═════ RECORDS ═════

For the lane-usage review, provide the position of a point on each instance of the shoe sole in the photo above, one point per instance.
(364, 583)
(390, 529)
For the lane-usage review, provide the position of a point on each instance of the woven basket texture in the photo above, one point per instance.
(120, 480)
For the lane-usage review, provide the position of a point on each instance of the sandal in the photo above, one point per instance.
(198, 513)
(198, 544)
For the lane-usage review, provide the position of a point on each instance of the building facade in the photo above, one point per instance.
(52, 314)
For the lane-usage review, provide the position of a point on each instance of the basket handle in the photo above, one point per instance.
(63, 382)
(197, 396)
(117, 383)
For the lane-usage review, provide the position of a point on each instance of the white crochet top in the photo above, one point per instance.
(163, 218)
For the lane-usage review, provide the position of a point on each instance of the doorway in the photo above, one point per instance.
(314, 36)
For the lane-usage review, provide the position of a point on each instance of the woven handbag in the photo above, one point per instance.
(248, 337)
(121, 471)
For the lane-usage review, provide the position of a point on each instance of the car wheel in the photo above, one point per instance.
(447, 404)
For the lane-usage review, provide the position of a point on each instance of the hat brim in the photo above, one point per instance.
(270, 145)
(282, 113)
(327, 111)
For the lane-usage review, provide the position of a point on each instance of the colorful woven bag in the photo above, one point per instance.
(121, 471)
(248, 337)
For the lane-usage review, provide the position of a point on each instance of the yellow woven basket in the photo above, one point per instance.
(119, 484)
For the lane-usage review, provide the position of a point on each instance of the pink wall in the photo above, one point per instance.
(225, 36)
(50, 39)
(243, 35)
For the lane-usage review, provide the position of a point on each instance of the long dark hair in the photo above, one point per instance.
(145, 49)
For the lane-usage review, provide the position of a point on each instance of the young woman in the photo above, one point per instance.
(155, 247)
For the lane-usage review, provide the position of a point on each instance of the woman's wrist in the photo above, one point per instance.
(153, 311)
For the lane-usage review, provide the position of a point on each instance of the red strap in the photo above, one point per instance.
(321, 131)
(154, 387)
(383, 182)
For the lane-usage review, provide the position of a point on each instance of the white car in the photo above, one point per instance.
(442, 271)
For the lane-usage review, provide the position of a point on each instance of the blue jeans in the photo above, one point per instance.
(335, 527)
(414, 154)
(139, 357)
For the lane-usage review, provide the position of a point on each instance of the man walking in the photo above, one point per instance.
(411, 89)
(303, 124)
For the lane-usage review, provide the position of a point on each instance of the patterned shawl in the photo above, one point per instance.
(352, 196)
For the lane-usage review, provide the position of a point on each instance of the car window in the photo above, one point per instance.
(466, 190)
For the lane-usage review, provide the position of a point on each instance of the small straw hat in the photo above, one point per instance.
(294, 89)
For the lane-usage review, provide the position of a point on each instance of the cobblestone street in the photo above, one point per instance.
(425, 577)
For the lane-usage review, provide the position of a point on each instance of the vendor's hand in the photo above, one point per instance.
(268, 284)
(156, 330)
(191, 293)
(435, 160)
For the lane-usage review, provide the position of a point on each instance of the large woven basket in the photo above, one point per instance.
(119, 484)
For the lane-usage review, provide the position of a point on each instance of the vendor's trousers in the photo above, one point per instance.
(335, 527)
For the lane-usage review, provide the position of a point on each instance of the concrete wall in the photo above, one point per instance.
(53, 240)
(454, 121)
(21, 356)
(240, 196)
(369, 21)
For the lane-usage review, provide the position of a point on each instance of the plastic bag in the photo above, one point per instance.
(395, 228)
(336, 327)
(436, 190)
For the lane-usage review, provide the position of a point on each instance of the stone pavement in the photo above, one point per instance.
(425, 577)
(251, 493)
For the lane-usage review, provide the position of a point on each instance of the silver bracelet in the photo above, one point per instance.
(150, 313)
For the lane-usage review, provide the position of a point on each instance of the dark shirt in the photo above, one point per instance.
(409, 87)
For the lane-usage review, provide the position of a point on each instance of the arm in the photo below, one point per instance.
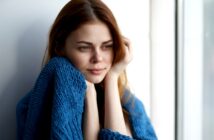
(114, 118)
(91, 125)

═════

◆ **YOUR OBJECTIVE**
Reproduce every one of the records above word for word, omitting the pictures.

◆ **SOLUTION TO THE PROBLEM**
For the lane-usage review, provide the position of a point on each instance of the shoe sole in the photo above, one point per instance.
(364, 583)
(390, 529)
For the lane-usage review, provide the position of a point on each instance of the woven basket texture in the photo above, one point per instance.
(120, 480)
For the lane-usage review, provide the position of a point on each instance of the sandal in the photo above, one point per instance.
(198, 513)
(198, 544)
For the lane-usage review, provide the position of a point on each instance of the building facade in the photo above, one point per instance.
(52, 314)
For the lane-usage review, provide the position of a point on each instance of the basket handle in the photo above, one point per instance.
(63, 382)
(197, 396)
(117, 383)
For the lane-usage review, provide the position of a point on each instance of the white crochet top in the photo above, one point per instance.
(163, 218)
For the lane-usage review, provide the position of a point on each instance of the doorway in the photo above, one point per instance.
(314, 36)
For the lane-usage review, provide the position of a point on each instance of the woven handbag in the photo above, one point per instance.
(248, 337)
(121, 471)
For the lane-usage review, provide the position of a point on each instance of the car wheel in the photo above, one point per instance.
(447, 404)
For the lane-usage review, provide the position of a point on each instance of the hat brim in the photo above, one point per instance.
(270, 145)
(282, 113)
(327, 111)
For the lane-usage review, provide the position of a point on each instance of the colorful woven bag in the photo above, one point per instance.
(121, 471)
(248, 337)
For the lane-usage review, provide the position of a point on each instance of the yellow woven basket in the photo above, one point per instance.
(119, 484)
For the lane-usage review, provide the position of a point on each instance of the pink wall in the photo above, one point per instance.
(225, 36)
(50, 39)
(243, 35)
For the lane-usage review, provide the position of a point on each instance of the long dark hair in the photo above, one point per instance.
(145, 49)
For the lane-usage review, provide the position of a point on each instance of the young woman in the photo above, one point per instance.
(155, 247)
For the lane-usage review, provide the position of a point on each instance of the woman's wrist in the photo above, one point per instance.
(153, 311)
For the lane-usage review, provide the position of a point on each instance of the red strap in the photo above, one point per instance.
(321, 131)
(154, 387)
(383, 182)
For the lane-usage review, provide the position of a point on each instance of the white car in the photo above, one point per instance.
(442, 271)
For the lane-usage review, provide the position of a point on each instance of the blue jeans in the photo above, one point per instance.
(335, 527)
(414, 154)
(139, 357)
For the lane-usage review, provide the position of a point on each instance of the man walking in the photo above, one point per instance.
(411, 89)
(303, 124)
For the lane-usage review, provide the position of a point on each instance of the patterned shawl in the photo above, one point per instance.
(352, 196)
For the lane-usage review, provide the position of a point on each instance of the car window in the photo above, one point per instance.
(466, 190)
For the lane-usage review, provide the position of a point on each instance of the small straw hat in the photo above, one point per instance.
(294, 89)
For the lane-usage review, provide the position of a point on each instance of the cobblestone street in the photo above, one point per instance.
(425, 577)
For the lane-usage review, provide the position of a point on each instance of the vendor's hand in the photo above, one point per instance.
(268, 284)
(156, 330)
(191, 293)
(435, 160)
For the lane-usage review, provide the position of a point on each instance of the large woven basket in the photo above, one point per instance.
(119, 484)
For the lane-usage review, provide the position of a point on each instance of the vendor's trousers in the photo above, one point per instance.
(335, 527)
For the lane-usage review, provide the position of a point on each instance of the concrete wall in the photo above, one point per instance.
(53, 240)
(454, 121)
(21, 356)
(240, 196)
(369, 21)
For the lane-usage review, provide the position of a point on each instance of the plastic bag in the photo above, one point per instance.
(395, 228)
(336, 327)
(436, 190)
For the lane-usage review, provide the position of a point on each instance of the stone pavement in the photo above, one point per instance.
(425, 577)
(251, 493)
For the lane-usage review, provide the position of a point on each instance of the silver bracelet in the photo above, one point per instance.
(150, 313)
For the lane-usage review, provide the position of a point on each instance of the dark shirt in the photo above, one point per instance.
(409, 87)
For the lane-usage review, provide the position of a point on each instance of the arm in the photo below, one point per instance.
(114, 118)
(91, 125)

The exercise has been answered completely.